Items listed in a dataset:
§ §
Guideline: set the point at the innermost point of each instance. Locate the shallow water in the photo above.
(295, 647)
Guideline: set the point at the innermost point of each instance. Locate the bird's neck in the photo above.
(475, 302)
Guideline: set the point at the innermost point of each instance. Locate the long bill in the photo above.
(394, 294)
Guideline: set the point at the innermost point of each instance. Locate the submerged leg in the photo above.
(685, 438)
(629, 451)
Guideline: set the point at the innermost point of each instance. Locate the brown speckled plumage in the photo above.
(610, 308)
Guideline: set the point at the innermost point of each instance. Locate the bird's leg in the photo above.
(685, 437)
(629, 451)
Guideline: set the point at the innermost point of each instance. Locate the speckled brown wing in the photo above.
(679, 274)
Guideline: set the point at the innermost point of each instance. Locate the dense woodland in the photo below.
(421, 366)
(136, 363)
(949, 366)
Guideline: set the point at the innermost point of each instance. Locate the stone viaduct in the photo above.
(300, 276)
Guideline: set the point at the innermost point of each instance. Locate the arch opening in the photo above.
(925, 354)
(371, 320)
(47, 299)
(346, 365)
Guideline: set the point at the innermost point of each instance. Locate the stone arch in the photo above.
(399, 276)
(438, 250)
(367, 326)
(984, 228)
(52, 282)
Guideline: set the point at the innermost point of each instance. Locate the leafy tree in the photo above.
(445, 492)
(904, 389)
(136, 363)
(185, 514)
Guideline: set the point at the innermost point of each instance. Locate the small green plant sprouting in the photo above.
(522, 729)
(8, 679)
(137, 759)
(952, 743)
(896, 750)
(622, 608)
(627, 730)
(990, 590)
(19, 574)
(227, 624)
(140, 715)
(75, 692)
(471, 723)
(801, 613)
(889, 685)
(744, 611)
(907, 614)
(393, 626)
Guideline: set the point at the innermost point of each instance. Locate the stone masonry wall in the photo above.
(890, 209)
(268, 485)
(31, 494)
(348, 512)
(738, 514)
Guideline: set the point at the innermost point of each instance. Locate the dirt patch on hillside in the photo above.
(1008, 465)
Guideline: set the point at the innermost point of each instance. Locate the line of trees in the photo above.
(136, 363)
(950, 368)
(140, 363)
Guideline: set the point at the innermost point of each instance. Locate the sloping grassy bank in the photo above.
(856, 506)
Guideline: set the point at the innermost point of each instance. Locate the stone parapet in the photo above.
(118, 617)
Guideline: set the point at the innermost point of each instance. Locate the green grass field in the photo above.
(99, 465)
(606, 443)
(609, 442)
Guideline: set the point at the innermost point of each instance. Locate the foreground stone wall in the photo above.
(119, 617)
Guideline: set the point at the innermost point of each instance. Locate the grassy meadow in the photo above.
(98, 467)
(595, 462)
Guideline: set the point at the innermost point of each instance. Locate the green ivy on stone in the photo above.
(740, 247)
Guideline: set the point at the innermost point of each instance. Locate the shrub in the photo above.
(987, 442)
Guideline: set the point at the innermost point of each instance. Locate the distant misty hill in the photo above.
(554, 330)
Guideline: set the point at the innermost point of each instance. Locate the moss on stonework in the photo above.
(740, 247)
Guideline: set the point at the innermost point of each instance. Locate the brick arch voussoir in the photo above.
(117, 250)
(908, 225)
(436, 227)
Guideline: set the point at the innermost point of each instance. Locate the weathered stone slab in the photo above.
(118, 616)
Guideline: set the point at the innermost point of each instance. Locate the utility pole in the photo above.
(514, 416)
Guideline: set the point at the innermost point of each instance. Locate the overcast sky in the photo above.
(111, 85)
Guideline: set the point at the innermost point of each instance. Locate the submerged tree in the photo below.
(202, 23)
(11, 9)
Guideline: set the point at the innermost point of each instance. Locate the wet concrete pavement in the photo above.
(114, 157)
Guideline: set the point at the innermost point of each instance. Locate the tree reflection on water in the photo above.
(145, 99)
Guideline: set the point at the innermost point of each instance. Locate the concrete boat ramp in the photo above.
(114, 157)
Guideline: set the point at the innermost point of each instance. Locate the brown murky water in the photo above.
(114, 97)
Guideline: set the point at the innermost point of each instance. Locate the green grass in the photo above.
§ §
■ Action item: Print each line of the data exactly. Keep all of it.

■ Answer to the problem:
Guideline: set the point at the innermost point of each instance. Locate the shallow water in the photo above.
(295, 647)
Guideline: set the point at the innermost point of each instance. Locate the bird's neck in the photo above.
(475, 302)
Guideline: set the point at the innermost point of each instance. Locate the long bill in the photo above.
(394, 294)
Guideline: set the point at the innermost point of each instance. Locate the submerged leg in the photo above.
(685, 438)
(629, 451)
Guideline: set the point at the innermost point of each instance. Locate the brown speckled plumage in the photo above.
(610, 308)
Guideline: set the point at the innermost point of each instance. Locate the bird's leg in the photo above.
(685, 437)
(629, 451)
Guideline: set the point at the innermost point of each instance. Locate the speckled brown wing in the photo above.
(679, 274)
Guideline: set the point at the innermost point of each instance. Locate the dense woodland in the photo below.
(421, 366)
(136, 363)
(949, 366)
Guideline: set the point at the innermost point of each instance. Locate the stone viaduct in the photo above.
(300, 276)
Guideline: set the point at the innermost point of each instance. Locate the arch opening in the photo above.
(925, 354)
(371, 320)
(47, 299)
(346, 365)
Guideline: set the point at the innermost point of each instance. Locate the stone arch in the photo above.
(399, 276)
(438, 250)
(367, 326)
(984, 228)
(52, 282)
Guideline: set the point at the innermost point of each instance. Locate the leafy tree in the photo above.
(445, 492)
(904, 389)
(136, 363)
(185, 514)
Guideline: set the point at the innermost point of each instance. Locate the small green plant sprouting in the photo above.
(522, 729)
(8, 679)
(137, 759)
(952, 743)
(896, 750)
(622, 608)
(627, 730)
(990, 590)
(19, 574)
(227, 624)
(140, 715)
(75, 692)
(471, 723)
(801, 613)
(889, 685)
(744, 611)
(907, 614)
(393, 626)
Guideline: set the point at the innermost point of each instance. Locate the stone masonry wall in the photo above.
(890, 209)
(268, 485)
(31, 494)
(348, 512)
(738, 514)
Guideline: set the point at the innermost point of each instance. Locate the dirt patch on hillside in the photo above.
(1008, 465)
Guideline: set the point at the innermost point of each instance. Locate the line of trees in the photo above.
(136, 363)
(950, 368)
(140, 363)
Guideline: set the point at the innermost point of each instance. Locate the sloping grassy bank in the photo above.
(856, 506)
Guideline: set the point at the innermost point of each instance. Locate the stone parapet in the photo above.
(118, 617)
Guideline: set the point at the innermost point of each instance. Locate the green grass field in the photo above.
(99, 465)
(606, 443)
(609, 442)
Guideline: set the point at the innermost point of each instance. Locate the foreground stone wall in the photo above.
(119, 617)
Guideline: set the point at the innermost point of each instance. Locate the grassy meadow in the photo above.
(98, 467)
(595, 462)
Guideline: set the point at the innermost point of each instance. Locate the green ivy on stone in the photo above.
(740, 247)
Guideline: set the point at the innermost point of each instance. Locate the shrub in the photo above.
(987, 442)
Guideline: set the point at the innermost point of each instance. Locate the distant misty hill in the photo above.
(554, 330)
Guideline: set the point at the innermost point of each instance. Locate the moss on stonework in the photo above.
(740, 247)
Guideline: set the point at the innermost point of each instance. Locate the brick arch voussoir in the photo above.
(117, 250)
(908, 225)
(436, 227)
Guideline: set the point at the innermost point of each instance. Locate the weathered stone slab in the photo above.
(118, 616)
Guideline: set the point at the innermost point of each instance. Locate the utility pole in the photo above.
(514, 416)
Guideline: set the point at the innermost point of each instance. Locate the overcast sky in the photo above.
(111, 85)
Guideline: set the point at the innermost point of each instance. Locate the submerged tree in the photo below.
(202, 23)
(11, 9)
Guideline: set the point at the innermost point of each instance. Locate the wet concrete pavement in the photo above.
(114, 157)
Guideline: set the point at the innermost point of each instance. Locate the tree reflection on water in the photo above.
(145, 99)
Guideline: set the point at the innermost point of each instance. Locate the concrete boat ramp in the photo above.
(114, 157)
Guideline: set the point at the innermost point of each instance. Locate the brown murky water in the photo above.
(114, 97)
Guideline: set the point at the innermost point of each instance. Locate the green grass in the photo above.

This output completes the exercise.